* **Task list**:
[A] Name every member of the writer's own family mentioned in the forum post.
[B] Summarize the forum post in two sentences.
[C] Answer these questions about the forum post:
(i) What number does the writer give as their own type?
(ii) What number does the writer think the mom's close friend is?
(iii) Who wrote the post that this one replies to?

Posted by schrips (18.104.22.168) on August 25, 2003 at 19:57:17:
In Reply to: Re: shamed by emotions? posted by Sharlee (22.214.171.124) on August 25, 2003 at 05:55:40:
Sure, I focused on the negative stuff, I'm a 4 ;), and there is also positive..yin and yang. And I recognize that sometimes when you are so close to an issue, your perception can be distorted b/c you don't have enough distance to see things as they are...but even then I think the negative outweighs the positive a good deal of the time. One of my mom's close friends (a 2, I think) has told her that she wouldn't put up with half of what my brother and dad say and do to her.
And I'm kind of "dabbling" in my depressive emotions now, if that is the right word for it... Even though I'm frustrated with my life right now, my negative emotions don't even compare to the way I felt when I was clinically depressed. It's kind of funny, but I feel like now my emotions are under control more now, which gives me the power to really delve into my negative experiences without the fear of getting swept away by them.

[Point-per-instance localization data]
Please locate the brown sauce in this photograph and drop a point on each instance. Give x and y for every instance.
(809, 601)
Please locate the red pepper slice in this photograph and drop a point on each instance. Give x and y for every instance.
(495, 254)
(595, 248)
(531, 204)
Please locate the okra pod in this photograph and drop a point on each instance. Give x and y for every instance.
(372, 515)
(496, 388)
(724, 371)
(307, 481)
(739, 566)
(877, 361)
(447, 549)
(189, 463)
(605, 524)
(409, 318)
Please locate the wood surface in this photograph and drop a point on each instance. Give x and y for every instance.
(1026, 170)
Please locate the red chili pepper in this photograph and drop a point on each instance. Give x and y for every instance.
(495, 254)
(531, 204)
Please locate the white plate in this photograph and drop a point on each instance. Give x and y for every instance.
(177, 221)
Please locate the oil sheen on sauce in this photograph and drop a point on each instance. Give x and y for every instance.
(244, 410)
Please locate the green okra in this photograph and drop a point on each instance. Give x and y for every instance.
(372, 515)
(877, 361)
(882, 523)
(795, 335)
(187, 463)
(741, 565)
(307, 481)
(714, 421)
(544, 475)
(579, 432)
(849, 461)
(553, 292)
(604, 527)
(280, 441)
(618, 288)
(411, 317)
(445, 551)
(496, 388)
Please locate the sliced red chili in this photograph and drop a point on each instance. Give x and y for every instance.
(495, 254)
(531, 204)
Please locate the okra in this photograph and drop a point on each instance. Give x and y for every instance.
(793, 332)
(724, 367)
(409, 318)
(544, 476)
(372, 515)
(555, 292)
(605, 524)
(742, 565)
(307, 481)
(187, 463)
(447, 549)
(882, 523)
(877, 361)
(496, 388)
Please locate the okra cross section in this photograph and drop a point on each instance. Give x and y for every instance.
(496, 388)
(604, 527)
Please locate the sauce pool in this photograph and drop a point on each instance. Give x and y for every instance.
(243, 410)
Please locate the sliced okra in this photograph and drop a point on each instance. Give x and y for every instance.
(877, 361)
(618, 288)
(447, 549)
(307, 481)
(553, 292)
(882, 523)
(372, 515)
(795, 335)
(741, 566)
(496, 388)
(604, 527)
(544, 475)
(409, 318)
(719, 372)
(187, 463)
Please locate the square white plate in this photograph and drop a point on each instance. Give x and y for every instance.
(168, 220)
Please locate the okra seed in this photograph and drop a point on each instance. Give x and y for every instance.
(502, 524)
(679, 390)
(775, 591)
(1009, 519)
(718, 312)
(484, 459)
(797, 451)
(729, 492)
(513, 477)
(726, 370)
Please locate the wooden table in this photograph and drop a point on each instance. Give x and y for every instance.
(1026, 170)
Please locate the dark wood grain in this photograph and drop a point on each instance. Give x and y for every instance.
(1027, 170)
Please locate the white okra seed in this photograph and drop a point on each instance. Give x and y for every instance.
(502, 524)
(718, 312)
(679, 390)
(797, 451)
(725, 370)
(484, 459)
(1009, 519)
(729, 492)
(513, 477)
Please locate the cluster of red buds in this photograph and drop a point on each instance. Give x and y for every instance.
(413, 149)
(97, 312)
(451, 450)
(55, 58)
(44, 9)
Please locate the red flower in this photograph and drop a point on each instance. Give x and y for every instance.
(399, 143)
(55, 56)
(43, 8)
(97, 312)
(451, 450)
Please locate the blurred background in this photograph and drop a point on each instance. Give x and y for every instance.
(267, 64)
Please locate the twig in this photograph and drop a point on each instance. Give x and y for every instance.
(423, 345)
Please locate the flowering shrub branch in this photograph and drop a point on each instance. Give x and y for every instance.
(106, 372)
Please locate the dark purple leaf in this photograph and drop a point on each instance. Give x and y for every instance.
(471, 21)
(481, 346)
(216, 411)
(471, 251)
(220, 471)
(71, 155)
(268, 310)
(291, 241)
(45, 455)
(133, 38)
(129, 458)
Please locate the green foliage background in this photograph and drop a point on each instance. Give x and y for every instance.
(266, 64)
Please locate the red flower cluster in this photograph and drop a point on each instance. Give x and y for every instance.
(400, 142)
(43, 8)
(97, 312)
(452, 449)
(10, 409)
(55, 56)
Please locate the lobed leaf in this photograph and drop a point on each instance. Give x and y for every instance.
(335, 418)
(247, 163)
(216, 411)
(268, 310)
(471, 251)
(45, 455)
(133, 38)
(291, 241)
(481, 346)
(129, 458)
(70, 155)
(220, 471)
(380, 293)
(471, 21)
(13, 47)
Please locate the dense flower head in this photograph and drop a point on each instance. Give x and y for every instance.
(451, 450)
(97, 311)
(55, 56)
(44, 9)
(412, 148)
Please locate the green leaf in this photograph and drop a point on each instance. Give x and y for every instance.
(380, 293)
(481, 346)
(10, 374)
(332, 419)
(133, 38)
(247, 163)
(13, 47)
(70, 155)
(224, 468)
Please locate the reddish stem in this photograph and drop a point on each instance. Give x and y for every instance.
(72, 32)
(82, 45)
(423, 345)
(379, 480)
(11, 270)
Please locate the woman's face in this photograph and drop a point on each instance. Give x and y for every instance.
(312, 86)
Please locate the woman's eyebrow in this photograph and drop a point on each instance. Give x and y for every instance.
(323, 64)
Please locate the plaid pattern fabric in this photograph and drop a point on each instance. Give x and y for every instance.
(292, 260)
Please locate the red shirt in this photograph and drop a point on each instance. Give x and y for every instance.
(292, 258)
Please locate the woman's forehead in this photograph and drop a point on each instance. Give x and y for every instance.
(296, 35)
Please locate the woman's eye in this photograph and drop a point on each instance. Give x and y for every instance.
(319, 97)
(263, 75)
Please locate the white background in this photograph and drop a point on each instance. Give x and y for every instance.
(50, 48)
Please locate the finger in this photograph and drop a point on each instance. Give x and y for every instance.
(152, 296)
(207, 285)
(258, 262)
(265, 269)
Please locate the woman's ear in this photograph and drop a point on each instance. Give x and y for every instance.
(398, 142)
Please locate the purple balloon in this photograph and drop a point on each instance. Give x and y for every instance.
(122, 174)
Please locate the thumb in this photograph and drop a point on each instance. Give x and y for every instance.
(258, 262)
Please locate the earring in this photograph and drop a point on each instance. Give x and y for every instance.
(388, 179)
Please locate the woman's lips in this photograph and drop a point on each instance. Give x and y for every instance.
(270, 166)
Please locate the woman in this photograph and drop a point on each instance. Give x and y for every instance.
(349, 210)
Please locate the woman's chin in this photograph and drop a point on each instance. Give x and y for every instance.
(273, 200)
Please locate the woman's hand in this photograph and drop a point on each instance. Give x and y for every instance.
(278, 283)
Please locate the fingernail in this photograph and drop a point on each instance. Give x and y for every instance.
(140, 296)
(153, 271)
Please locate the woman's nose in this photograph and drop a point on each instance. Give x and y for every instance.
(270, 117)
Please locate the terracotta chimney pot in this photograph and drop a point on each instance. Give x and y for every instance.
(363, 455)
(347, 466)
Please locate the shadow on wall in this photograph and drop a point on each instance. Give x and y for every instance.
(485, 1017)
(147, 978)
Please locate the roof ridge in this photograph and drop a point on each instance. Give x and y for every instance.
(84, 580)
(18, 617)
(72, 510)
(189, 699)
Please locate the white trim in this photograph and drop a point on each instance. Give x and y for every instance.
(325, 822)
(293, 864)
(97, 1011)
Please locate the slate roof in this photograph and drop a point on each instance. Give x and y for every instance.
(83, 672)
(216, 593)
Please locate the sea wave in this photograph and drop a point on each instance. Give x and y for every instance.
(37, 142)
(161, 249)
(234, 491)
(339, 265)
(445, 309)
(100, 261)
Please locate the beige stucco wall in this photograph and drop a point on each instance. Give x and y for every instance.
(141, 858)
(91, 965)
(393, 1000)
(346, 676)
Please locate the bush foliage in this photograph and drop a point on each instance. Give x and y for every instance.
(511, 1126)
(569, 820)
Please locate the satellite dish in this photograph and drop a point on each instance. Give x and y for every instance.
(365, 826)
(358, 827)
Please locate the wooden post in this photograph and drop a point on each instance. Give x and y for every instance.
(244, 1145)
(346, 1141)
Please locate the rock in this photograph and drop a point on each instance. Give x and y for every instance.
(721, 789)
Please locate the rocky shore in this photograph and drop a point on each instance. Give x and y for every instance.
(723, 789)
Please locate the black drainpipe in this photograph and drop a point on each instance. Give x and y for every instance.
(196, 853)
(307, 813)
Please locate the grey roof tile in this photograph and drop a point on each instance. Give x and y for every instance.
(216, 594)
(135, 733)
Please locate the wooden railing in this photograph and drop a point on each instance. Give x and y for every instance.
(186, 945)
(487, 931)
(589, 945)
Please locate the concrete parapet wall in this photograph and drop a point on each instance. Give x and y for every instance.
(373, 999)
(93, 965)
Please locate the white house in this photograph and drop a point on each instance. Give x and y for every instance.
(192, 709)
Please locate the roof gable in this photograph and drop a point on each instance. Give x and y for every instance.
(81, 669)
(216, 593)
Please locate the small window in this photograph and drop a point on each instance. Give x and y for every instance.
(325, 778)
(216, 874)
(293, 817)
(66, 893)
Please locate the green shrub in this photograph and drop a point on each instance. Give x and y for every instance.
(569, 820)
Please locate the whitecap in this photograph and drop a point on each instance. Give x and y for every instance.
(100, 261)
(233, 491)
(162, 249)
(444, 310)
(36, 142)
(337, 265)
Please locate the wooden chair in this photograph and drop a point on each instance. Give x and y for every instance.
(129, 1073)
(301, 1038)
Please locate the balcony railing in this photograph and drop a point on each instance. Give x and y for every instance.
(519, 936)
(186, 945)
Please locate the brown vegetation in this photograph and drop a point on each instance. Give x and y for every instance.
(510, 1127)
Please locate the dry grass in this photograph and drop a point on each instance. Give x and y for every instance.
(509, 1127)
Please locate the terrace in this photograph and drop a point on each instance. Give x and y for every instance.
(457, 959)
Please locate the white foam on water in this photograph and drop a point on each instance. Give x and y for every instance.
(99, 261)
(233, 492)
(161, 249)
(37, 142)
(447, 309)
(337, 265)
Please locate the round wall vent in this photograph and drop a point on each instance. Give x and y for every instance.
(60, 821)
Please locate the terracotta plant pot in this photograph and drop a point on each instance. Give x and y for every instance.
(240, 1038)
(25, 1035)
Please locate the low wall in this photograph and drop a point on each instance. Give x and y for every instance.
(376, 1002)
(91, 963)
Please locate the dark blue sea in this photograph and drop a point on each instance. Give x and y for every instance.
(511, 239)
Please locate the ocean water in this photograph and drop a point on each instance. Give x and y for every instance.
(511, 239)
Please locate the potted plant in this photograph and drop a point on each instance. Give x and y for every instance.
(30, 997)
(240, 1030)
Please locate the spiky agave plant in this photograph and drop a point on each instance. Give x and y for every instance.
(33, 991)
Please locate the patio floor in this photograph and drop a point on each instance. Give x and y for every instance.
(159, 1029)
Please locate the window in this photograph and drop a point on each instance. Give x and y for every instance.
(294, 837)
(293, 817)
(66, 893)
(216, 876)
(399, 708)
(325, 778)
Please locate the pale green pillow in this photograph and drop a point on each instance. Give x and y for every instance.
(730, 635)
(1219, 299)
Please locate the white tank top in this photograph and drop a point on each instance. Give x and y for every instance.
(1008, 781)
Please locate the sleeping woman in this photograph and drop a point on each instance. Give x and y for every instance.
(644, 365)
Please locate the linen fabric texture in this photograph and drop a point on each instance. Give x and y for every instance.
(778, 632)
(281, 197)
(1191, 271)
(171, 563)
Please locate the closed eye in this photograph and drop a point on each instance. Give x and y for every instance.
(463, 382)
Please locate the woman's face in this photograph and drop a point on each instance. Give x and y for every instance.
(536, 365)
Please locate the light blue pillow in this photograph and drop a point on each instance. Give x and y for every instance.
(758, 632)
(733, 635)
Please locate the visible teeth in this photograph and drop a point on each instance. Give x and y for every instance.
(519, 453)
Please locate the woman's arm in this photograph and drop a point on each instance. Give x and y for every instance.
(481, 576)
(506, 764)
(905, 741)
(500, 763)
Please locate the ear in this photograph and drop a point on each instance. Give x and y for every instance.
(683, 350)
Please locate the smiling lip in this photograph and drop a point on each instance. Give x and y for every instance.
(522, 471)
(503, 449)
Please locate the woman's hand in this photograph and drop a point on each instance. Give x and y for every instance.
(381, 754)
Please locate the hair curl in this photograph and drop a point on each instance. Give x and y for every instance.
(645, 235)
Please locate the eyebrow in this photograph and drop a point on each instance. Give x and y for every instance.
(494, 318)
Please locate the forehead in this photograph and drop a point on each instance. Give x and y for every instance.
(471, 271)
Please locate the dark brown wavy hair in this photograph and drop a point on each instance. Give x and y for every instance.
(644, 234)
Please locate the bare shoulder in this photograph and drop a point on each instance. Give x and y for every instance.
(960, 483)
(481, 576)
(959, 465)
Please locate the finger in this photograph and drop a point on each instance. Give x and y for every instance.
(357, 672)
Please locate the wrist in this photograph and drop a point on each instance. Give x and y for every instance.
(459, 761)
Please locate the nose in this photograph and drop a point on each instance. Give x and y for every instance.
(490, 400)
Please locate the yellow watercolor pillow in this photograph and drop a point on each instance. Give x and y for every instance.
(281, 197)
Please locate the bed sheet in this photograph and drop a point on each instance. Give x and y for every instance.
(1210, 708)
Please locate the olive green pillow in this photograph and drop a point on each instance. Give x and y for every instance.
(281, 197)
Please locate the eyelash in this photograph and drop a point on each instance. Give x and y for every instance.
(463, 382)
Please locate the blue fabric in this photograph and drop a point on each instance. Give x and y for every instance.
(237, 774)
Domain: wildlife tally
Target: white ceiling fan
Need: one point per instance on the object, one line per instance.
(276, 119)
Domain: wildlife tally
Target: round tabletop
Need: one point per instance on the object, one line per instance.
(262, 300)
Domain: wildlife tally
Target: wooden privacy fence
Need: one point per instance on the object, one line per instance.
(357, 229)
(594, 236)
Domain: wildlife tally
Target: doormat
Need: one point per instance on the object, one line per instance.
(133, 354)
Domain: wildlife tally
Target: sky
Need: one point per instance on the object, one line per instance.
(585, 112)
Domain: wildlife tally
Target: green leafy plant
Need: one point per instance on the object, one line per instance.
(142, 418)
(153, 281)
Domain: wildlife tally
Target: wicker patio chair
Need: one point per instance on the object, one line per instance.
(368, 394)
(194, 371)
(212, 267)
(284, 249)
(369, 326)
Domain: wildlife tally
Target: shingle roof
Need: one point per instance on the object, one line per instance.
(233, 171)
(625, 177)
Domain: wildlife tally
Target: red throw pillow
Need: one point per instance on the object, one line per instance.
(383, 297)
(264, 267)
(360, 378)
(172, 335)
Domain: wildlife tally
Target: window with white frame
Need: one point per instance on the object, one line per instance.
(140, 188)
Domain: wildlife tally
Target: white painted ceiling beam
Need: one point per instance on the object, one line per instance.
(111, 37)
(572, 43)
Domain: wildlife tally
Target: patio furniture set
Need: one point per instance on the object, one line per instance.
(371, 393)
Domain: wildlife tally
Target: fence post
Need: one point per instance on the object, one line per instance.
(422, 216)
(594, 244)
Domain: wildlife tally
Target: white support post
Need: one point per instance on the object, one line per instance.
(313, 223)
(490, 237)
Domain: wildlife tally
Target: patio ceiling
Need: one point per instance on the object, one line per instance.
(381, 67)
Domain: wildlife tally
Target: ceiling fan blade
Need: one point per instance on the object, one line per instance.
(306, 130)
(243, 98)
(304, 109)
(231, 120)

* **Results for the exercise**:
[A] Mom, brother, dad

[B] The writer admits to focusing on the negative and to possibly having a distorted view from being so close to the issue, yet maintains that the negative outweighs the positive much of the time, noting that a close friend of the writer's mom has said she wouldn't tolerate half of how the brother and dad treat her. The writer is now "dabbling" in depressive emotions, feels they are milder than during clinical depression, and finds that having emotions more under control allows deeper exploration of negative experiences without fear of being swept away.

[C]
(i) 4
(ii) 2
(iii) Sharlee